* Dataset excerpt

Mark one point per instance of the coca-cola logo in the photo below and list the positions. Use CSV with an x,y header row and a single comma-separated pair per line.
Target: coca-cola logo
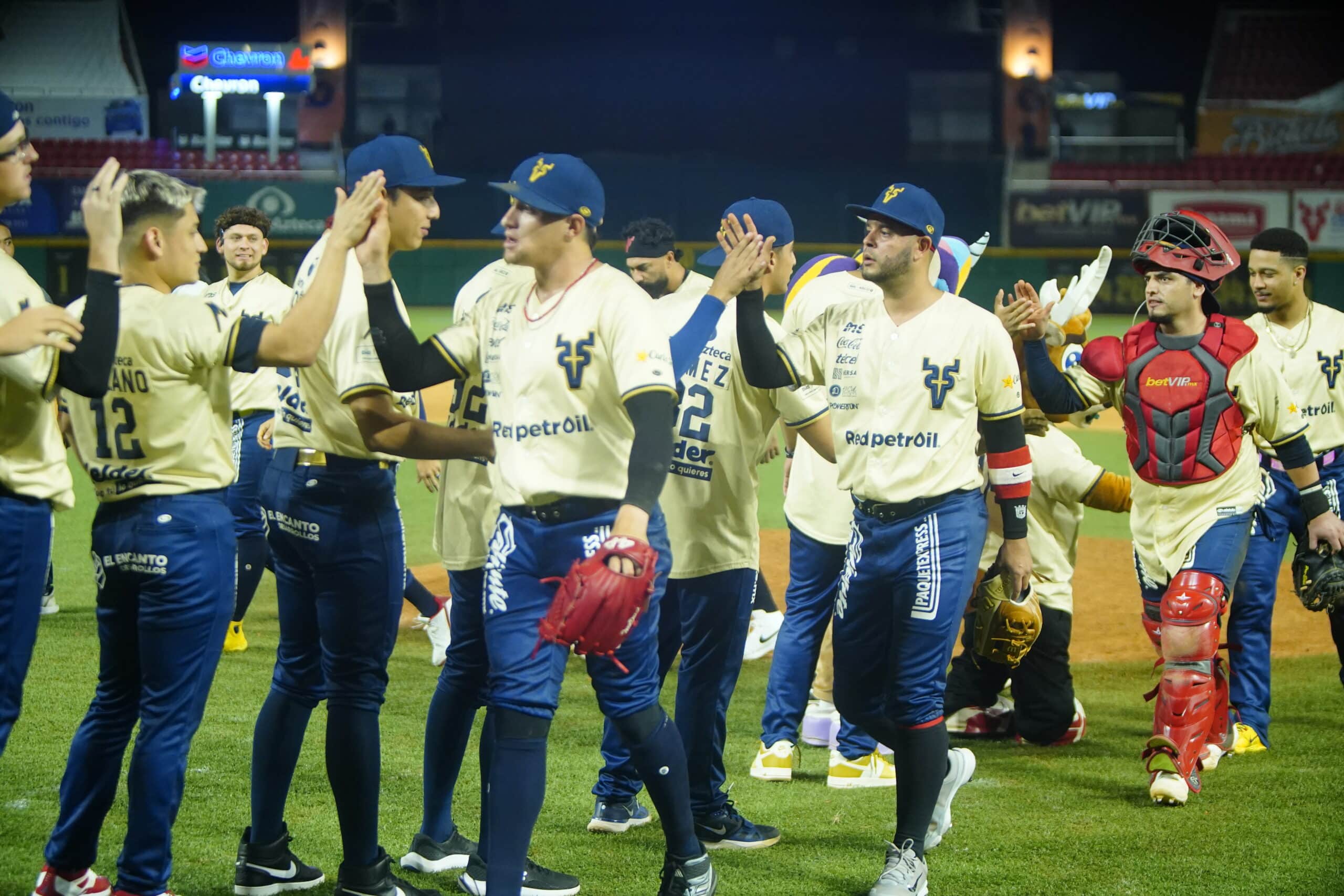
x,y
1237,219
1258,135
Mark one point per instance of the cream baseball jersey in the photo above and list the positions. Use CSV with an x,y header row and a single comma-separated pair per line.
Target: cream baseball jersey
x,y
269,299
710,499
816,504
555,375
467,507
164,425
313,410
33,457
1311,358
1061,479
1167,520
906,400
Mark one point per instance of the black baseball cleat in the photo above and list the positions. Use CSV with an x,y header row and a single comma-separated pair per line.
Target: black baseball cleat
x,y
375,880
537,880
432,856
265,870
694,878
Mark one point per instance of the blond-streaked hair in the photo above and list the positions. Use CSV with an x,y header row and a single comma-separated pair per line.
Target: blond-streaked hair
x,y
152,194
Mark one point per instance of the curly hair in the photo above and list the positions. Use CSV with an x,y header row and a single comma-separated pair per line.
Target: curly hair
x,y
243,215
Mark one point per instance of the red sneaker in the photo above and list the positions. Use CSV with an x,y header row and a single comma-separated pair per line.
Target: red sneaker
x,y
77,883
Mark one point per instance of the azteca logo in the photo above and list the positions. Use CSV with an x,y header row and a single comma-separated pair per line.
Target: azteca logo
x,y
280,207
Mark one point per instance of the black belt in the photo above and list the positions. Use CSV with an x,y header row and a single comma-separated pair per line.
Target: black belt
x,y
565,510
889,512
289,458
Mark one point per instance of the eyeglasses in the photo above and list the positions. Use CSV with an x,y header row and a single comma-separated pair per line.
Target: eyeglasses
x,y
19,152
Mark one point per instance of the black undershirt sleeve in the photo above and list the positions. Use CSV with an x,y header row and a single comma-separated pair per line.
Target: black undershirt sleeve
x,y
87,370
409,364
651,453
761,362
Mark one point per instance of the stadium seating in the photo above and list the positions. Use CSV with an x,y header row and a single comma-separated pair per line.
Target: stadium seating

* OBJECTIVE
Write out each line of the data exactly; the images should be left out.

* RESULT OF THIS EXERCISE
Mark one point per instance of the coca-cola logo in the photo below and list the positions. Use CSV with an x,y header row and a single comma-separated pair per line.
Target: coca-cola logo
x,y
1237,219
1258,135
Mark one point per instance of the cream baseball jersey in the photo above and list the positions. Use CSV with an x,y header row and a single comma-separated pair per line.
Target: cream baseball jersey
x,y
269,299
710,499
816,504
555,375
467,507
164,425
313,410
33,457
1311,358
1061,479
1167,520
906,400
Mark one point per instance of the black baseball cleat in the photo above and list the positions. Use CSV with an x,y header row and a single comma-separated pair per line.
Target: black baseball cleat
x,y
375,880
537,880
432,856
265,870
694,878
Mark one point per instance of the blond-streaked hair in the photo above and list the positions. Use CSV with an x,y header row and a single comma-separated pair per line.
Target: blond-streaked hair
x,y
152,194
Mark one point per instance of the curly hair in the photo above and list the positions. Use CSV with an x,y header row and a single comma-separated pair per line.
Target: curly hair
x,y
243,215
Mark one point per instance of the red sneaker in the photo above and list the positions. Use CSV with an x,y header row and a single comma-separated pair per line.
Target: red sneaker
x,y
77,883
Mark one point per instance of the azteca logo in the photo above and list the positions. Use CSV with an x,y header row and a single comma-separated pair per line.
Target: azteca logo
x,y
280,207
Mark one point per instance of the black belt in the photo above and list the positions. Use CSV with an x,y header row and a single comma-separated pair per line.
Target: black belt
x,y
565,510
889,512
289,458
Mark one point per instance of the eyeglasses in the photo above and list the positions. Use CSV with an x,y header row and a single comma-separated pair per line.
Target: eyeglasses
x,y
19,152
Mark one point per instance of the black undershirt sleeve in the photo above and list the positions. Use CSV with an x,y header row and a single comma-separated pair per line.
Target: black undershirt sleeve
x,y
87,370
409,364
651,453
761,362
Mark one point per instance of the stadium seating in the photo above and list the positions. Use CSV with an x,y header row and a single comma-separated pair per line.
Target: stadium seating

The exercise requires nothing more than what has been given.